**SOURCE DOCUMENT**
________________________________________

Your car is selling your personal data | Github Repo-jacking
CyberInsights #110 - Cars & Data Privacy | What is a hacker owns your Github Repo?
Modern Cars - Privacy Nightmare
It’s official. Privacy is not included in your new car.
The Mozilla Foundation reviewed the privacy of cars. They say:
“It’s Official: Cars Are the Worst Product Category We Have Ever Reviewed for Privacy” [LINK]
Mozilla reviewed 25 cars. All 25 earned the ignominious “Privacy Not Included” tab.
The gist is: they can collect super intimate information about you -- from your medical information, your genetic information, to your “sex life” (seriously), to how fast you drive, where you drive, and what songs you play in your car -- in huge quantities. They then use it to invent more data about you through “inferences” about things like your intelligence, abilities, and interests.
Here’s the TL;DR
They collect way too much personal data
Most (84%) share or sell your data
Most (92%) give drivers little or no control over their personal data
There is no confirmation that they meet minimum security standards
What’s worse is that the report says - Consent is an illusion.
Take Action:
Mozilla has started a petition for asking car companies to stop doing it. It’s your moral responsibility as security and privacy professionals to sign the petition [LINK] Do it now. Educate as many people as you can.
Around 4k GitHub accounts are susceptible to repo-jacking
A race condition is repo renaming can cause hackers to own your repo
I take any news on vulnerabilities in code repos seriously. It’s like messing with the plumbing of all software.
A vulnerability in GitHub can lead to a hacker owning other repos. [LINK]
Repo-jacking is where someone steals repositories and starts controlling. This particular vulnerability results from a race condition that occurs when an owner renames their code repo. It’s an interesting read.
Microsoft has closed this vulnerability.
Take Action:
Repo security is restricted to managing users on the repos. Typical IDAM controls are applied. However, there are many other attack vectors for repo security.
As cybersecurity professionals, when you add your code base as assets, ensure you do an assessment of risks that goes beyond the traditional “Manage users using an SSO”.
As cyber insurance professionals, understand the number of public and private repos that an organisation has while underwriting the risks.
I had seen that Mozilla report last week. It's a great report and it's terrible for all the reasons you highlighted. I'm definitely signing the petition.

________________________________________

**DATA PROVIDED**
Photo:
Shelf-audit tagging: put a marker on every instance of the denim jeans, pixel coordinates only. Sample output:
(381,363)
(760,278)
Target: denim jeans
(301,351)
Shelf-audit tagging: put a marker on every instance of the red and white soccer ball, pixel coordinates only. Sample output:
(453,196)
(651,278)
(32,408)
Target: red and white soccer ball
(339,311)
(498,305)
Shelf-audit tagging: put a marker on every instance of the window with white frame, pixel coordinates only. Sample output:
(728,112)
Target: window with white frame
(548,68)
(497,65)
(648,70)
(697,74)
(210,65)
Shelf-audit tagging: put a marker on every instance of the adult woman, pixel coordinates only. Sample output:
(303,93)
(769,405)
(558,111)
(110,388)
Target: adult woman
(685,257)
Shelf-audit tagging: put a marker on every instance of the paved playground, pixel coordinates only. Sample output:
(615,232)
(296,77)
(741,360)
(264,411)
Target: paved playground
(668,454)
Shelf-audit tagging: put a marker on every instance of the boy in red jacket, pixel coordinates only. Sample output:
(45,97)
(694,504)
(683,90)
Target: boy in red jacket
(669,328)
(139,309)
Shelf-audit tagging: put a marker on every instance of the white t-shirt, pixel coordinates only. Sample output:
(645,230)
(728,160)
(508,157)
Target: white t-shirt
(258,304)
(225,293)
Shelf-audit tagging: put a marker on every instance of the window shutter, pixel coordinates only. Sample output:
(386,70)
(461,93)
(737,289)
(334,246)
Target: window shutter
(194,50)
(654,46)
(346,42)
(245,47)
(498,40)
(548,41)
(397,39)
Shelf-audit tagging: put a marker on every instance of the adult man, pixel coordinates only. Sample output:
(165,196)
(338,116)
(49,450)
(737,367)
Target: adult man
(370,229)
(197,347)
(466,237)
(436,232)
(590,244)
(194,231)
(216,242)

________________________________________

**EXERCISE**
Reproduce the passage of the newsletter on car privacy and GitHub repo-jacking starting with "Microsoft has closed" and going on through "signing the petition.".

**RESPONSE**
Microsoft has closed this vulnerability.
Take Action:
Repo security is restricted to managing users on the repos. Typical IDAM controls are applied. However, there are many other attack vectors for repo security.
As cybersecurity professionals, when you add your code base as assets, ensure you do an assessment of risks that goes beyond the traditional “Manage users using an SSO”.
As cyber insurance professionals, understand the number of public and private repos that an organisation has while underwriting the risks.
I had seen that Mozilla report last week. It's a great report and it's terrible for all the reasons you highlighted. I'm definitely signing the petition.